**Document excerpt**:
[start]
The Father’s work began before the world began. We read of this in Ephesians 1:3-4, “He chose us in him before the foundation of the world, that we should be holy and blameless before him.” These words of the Apostle Paul are amazing because they tell us that the Father is active in salvation.
The Son is also active in the work of salvation. It was the Son who accepted the task given to him by his Father. The one who was eternally God came down and was found to be a man. Jesus humbled himself and was obedient to his Father even to the point of death upon the cross (Philippians 2:5-11). We know that this was not something that Jesus went through without feeling. In the Garden of Gethsemane he was in agony to the point of sweating drops of blood (Luke 22:44).
[end]
**Record set**:
[start]
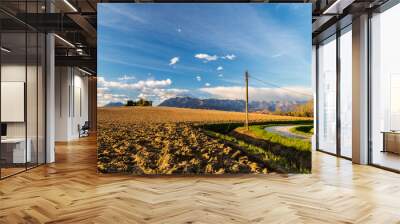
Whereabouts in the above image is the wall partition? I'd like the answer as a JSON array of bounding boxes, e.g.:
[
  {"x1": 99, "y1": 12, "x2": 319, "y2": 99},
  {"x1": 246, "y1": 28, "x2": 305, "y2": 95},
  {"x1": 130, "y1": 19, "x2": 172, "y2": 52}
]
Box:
[
  {"x1": 339, "y1": 25, "x2": 353, "y2": 158},
  {"x1": 0, "y1": 2, "x2": 46, "y2": 179},
  {"x1": 370, "y1": 4, "x2": 400, "y2": 171},
  {"x1": 316, "y1": 24, "x2": 353, "y2": 159},
  {"x1": 317, "y1": 35, "x2": 336, "y2": 154}
]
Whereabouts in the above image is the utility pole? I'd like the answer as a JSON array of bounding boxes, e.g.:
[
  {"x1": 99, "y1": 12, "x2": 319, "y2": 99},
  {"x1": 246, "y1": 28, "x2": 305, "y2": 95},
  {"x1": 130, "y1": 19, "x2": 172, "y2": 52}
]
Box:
[{"x1": 244, "y1": 70, "x2": 249, "y2": 131}]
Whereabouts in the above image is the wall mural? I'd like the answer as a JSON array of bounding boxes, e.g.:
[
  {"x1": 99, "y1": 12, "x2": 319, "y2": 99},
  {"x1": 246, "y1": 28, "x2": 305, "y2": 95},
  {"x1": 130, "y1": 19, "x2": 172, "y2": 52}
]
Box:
[{"x1": 97, "y1": 3, "x2": 313, "y2": 175}]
[end]
**Aim of the task**:
Reproduce the whole passage on the Father and the Son in the work of salvation, word for word.

**Task output**:
The Father’s work began before the world began. We read of this in Ephesians 1:3-4, “He chose us in him before the foundation of the world, that we should be holy and blameless before him.” These words of the Apostle Paul are amazing because they tell us that the Father is active in salvation.
The Son is also active in the work of salvation. It was the Son who accepted the task given to him by his Father. The one who was eternally God came down and was found to be a man. Jesus humbled himself and was obedient to his Father even to the point of death upon the cross (Philippians 2:5-11). We know that this was not something that Jesus went through without feeling. In the Garden of Gethsemane he was in agony to the point of sweating drops of blood (Luke 22:44).